_Stored data:_
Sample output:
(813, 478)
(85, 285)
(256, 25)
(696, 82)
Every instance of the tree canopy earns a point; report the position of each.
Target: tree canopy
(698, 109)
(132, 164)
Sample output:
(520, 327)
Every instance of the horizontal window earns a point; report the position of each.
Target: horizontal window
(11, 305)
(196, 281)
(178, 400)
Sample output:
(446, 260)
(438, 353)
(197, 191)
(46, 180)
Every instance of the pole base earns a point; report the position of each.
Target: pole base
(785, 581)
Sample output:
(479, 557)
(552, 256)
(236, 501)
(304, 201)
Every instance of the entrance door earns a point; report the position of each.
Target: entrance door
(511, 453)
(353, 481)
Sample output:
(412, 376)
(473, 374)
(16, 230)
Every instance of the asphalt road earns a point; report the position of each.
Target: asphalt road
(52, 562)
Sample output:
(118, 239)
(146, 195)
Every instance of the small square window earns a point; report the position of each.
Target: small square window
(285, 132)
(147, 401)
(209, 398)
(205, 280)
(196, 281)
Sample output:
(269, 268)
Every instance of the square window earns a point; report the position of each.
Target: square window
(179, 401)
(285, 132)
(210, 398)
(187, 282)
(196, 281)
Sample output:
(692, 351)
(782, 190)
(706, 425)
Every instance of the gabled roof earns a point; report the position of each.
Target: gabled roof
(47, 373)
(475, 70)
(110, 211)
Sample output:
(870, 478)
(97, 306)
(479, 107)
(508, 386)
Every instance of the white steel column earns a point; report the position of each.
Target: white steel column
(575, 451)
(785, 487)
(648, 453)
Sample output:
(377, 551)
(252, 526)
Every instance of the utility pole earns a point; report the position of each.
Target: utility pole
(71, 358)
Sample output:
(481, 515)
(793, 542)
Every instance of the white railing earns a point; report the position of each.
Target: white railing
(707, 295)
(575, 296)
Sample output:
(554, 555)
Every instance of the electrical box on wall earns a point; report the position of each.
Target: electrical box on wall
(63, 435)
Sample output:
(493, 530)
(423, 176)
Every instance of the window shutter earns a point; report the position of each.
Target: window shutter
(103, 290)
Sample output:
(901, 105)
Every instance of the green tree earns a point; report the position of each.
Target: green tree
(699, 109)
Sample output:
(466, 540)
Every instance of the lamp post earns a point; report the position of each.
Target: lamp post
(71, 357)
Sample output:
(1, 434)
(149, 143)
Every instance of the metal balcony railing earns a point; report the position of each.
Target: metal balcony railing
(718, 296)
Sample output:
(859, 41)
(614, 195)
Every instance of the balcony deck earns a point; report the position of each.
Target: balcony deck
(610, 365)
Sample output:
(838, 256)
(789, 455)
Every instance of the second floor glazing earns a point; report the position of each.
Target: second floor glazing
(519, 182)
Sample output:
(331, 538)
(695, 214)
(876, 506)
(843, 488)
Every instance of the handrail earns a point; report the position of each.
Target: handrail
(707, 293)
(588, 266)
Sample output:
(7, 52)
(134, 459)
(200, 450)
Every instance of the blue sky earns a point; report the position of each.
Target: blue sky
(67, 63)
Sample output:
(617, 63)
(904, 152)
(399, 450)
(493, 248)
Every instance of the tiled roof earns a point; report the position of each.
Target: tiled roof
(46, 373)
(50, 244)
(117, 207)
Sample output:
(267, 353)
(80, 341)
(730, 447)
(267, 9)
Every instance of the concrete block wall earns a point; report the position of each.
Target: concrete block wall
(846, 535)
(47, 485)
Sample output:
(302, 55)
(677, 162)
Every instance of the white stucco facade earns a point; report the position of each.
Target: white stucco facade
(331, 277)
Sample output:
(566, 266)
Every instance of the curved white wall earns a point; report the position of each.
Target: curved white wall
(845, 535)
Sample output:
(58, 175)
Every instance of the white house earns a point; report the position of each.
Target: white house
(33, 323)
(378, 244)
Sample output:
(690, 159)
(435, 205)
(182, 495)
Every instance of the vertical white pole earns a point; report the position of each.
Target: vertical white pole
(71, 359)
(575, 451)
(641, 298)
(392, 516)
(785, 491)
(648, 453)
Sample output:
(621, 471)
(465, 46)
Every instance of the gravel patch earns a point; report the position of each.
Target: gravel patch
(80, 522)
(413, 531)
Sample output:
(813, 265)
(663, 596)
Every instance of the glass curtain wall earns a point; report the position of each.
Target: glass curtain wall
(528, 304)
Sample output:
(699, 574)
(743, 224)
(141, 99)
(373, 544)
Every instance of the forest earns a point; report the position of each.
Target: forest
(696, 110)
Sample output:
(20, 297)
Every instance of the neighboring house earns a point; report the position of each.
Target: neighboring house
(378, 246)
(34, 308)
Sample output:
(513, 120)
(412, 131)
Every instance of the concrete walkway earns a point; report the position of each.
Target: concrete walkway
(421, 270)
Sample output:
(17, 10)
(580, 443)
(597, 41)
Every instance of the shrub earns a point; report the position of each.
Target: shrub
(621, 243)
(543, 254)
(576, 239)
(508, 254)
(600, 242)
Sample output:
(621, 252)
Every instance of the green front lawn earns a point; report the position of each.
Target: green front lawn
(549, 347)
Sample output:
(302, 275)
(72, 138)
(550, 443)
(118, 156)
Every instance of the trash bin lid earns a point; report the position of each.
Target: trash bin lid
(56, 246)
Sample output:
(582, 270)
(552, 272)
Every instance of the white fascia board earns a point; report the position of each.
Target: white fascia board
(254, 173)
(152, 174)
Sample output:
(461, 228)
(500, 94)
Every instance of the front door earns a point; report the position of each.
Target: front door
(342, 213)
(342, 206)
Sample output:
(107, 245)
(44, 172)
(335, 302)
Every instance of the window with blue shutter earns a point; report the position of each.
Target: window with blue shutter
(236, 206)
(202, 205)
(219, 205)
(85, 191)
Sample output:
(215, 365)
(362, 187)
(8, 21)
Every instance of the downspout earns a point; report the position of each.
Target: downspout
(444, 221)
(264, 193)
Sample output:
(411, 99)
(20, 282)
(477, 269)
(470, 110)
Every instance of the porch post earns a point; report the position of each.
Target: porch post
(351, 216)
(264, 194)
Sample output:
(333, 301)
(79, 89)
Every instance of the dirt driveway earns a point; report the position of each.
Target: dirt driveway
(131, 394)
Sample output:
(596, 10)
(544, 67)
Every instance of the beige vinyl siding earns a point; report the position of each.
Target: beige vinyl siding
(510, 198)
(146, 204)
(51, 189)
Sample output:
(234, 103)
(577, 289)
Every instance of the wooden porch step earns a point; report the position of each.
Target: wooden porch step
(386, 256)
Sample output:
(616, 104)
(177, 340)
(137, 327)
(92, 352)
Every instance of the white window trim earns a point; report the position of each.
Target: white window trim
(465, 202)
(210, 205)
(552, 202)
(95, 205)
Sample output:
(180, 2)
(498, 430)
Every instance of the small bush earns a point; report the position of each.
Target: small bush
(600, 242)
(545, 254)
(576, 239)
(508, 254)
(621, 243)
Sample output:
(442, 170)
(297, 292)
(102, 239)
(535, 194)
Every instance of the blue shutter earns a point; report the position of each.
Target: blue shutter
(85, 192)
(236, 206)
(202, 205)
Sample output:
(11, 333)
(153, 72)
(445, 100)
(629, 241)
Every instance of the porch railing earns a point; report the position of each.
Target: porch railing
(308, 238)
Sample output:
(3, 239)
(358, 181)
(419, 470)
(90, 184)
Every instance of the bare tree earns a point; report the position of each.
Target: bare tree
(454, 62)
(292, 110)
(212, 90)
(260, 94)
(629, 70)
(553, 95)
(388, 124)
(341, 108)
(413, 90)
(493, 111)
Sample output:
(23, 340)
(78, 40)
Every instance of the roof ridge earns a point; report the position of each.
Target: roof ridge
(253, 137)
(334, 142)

_What the task requires:_ Locate each line in the data above that contains the string "step" and copy every such line in full. The match is case-sensitive.

_Written solution:_
Every instance of the wooden porch step earns a point; report the position of each.
Target: wooden porch step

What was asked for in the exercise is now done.